Copy the result of filtering the entries below for lines that include the string "door".

*Records for this exercise*.
------------------------------------------------------------------------

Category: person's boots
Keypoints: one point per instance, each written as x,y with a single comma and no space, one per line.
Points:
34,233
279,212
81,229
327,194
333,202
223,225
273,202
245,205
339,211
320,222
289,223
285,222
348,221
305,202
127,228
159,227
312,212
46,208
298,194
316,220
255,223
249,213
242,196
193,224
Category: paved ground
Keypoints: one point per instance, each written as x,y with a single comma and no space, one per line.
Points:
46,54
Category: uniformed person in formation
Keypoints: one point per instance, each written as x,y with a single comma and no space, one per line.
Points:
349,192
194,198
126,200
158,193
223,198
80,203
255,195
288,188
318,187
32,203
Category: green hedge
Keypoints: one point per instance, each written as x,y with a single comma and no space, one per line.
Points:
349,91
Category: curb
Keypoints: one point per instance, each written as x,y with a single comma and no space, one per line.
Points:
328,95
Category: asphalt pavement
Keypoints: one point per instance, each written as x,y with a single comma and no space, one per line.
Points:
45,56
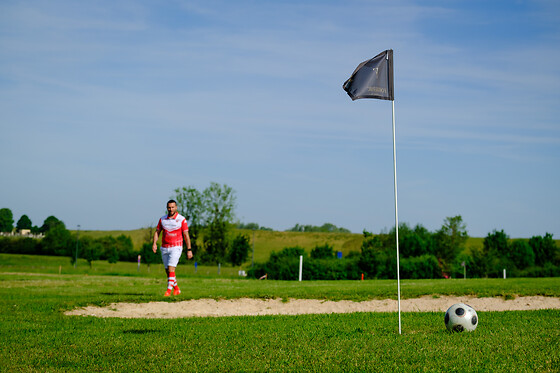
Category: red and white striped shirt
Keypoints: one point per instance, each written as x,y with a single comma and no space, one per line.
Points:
173,228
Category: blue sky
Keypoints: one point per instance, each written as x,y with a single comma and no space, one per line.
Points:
106,107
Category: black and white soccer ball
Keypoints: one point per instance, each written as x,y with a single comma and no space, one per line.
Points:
461,317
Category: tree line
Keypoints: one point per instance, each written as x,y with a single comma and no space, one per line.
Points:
423,254
59,241
211,215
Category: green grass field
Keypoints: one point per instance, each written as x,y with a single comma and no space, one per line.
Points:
37,336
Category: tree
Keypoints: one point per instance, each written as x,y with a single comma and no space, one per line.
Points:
51,222
544,248
322,252
495,248
190,204
58,241
6,220
521,254
450,240
219,202
239,250
24,223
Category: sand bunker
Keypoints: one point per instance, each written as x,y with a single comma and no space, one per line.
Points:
260,307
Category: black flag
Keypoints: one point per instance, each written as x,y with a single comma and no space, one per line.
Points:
372,78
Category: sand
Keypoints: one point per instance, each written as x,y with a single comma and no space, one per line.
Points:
260,307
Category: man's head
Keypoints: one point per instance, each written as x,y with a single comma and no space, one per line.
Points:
171,207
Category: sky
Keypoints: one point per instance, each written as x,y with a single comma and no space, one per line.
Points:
106,107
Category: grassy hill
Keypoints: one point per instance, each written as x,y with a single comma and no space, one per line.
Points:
268,241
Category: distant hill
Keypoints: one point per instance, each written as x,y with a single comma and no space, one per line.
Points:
268,241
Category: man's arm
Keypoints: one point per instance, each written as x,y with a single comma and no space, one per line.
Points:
188,242
156,236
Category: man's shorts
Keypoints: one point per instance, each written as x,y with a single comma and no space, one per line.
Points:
171,255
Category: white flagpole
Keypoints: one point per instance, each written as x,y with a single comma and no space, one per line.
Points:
396,217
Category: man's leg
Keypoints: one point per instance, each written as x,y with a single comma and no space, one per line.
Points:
171,280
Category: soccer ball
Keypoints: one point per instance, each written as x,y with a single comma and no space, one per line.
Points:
460,317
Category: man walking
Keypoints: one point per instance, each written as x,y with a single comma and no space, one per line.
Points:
174,228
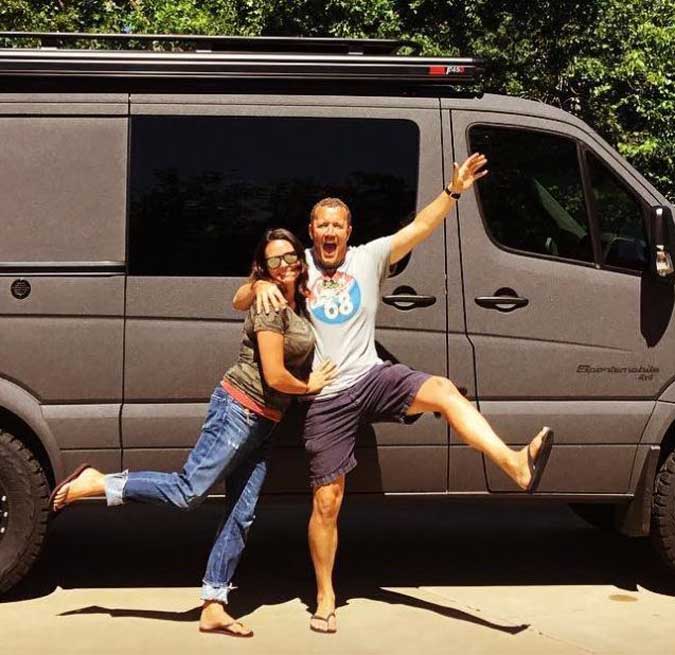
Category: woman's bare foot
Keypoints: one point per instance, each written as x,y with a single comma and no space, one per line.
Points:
87,484
324,620
522,470
214,618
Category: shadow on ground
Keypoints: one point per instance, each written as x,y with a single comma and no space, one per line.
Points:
385,544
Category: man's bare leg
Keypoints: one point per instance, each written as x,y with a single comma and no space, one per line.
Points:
439,394
323,541
90,484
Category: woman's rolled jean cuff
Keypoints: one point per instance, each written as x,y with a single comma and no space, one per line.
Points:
218,593
114,488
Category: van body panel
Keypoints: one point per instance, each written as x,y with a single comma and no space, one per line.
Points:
577,422
47,162
24,405
73,329
64,295
84,426
390,468
182,334
466,469
577,469
72,359
661,420
106,461
668,395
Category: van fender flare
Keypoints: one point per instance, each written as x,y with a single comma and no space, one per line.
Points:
634,519
24,405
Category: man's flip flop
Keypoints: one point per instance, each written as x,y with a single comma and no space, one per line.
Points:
63,483
324,619
538,464
227,631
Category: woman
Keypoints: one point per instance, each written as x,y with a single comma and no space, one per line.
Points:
273,364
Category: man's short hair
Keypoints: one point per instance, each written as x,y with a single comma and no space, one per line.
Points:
331,203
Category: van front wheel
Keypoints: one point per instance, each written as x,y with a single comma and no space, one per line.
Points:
663,511
24,493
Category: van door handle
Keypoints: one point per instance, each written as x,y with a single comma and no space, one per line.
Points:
505,300
405,298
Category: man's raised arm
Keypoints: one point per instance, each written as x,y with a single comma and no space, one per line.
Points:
435,212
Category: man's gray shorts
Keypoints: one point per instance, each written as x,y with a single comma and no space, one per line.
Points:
384,394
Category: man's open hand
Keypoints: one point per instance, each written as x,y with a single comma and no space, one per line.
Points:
465,175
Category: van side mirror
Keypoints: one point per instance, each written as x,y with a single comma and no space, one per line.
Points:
661,230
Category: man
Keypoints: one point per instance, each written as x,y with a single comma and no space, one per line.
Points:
344,284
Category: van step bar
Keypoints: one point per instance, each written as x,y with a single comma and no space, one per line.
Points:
235,58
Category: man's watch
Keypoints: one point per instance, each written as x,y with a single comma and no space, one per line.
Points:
453,194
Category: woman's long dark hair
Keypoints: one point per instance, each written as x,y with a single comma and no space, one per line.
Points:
259,269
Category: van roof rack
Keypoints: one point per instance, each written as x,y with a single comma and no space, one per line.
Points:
217,43
373,64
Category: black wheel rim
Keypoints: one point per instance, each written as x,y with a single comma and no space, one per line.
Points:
4,512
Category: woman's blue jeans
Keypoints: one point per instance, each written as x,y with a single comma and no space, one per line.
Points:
234,446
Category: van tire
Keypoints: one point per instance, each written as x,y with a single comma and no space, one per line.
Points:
23,512
663,511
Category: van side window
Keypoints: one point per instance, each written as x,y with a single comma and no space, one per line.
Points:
620,218
204,188
532,199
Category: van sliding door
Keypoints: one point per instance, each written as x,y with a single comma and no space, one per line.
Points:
62,254
208,175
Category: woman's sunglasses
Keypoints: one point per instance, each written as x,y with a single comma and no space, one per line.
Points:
289,258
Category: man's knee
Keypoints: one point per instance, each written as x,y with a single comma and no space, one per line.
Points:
442,390
327,501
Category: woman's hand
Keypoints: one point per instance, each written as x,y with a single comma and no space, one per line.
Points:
319,378
465,175
268,295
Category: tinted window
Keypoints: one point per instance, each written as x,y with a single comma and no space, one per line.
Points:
620,217
203,189
532,199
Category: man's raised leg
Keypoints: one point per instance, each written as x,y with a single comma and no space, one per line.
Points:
323,540
439,394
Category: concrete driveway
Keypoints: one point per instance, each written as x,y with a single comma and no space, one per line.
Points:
426,576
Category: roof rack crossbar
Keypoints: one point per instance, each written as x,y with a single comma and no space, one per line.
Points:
219,43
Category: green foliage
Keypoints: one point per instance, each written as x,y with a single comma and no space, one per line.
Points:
608,61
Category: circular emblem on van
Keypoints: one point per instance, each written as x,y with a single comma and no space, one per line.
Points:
20,289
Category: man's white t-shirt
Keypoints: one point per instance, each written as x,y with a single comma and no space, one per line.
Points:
343,307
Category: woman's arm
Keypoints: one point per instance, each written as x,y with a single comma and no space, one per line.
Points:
277,376
267,295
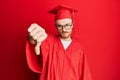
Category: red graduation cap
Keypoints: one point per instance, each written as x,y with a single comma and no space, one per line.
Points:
62,12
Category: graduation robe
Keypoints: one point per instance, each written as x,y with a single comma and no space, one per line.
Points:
56,63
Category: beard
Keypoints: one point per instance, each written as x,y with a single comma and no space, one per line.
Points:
65,34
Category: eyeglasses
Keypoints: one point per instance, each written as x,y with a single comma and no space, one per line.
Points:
66,26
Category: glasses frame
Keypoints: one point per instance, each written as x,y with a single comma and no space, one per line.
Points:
66,26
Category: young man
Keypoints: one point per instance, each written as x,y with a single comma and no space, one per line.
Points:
57,57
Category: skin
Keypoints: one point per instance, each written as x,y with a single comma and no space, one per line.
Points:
37,34
64,33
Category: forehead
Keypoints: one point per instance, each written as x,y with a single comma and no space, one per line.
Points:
63,21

------------------------------------------------------------------------

*Response to the task*.
Category: van door handle
Category: van sliding door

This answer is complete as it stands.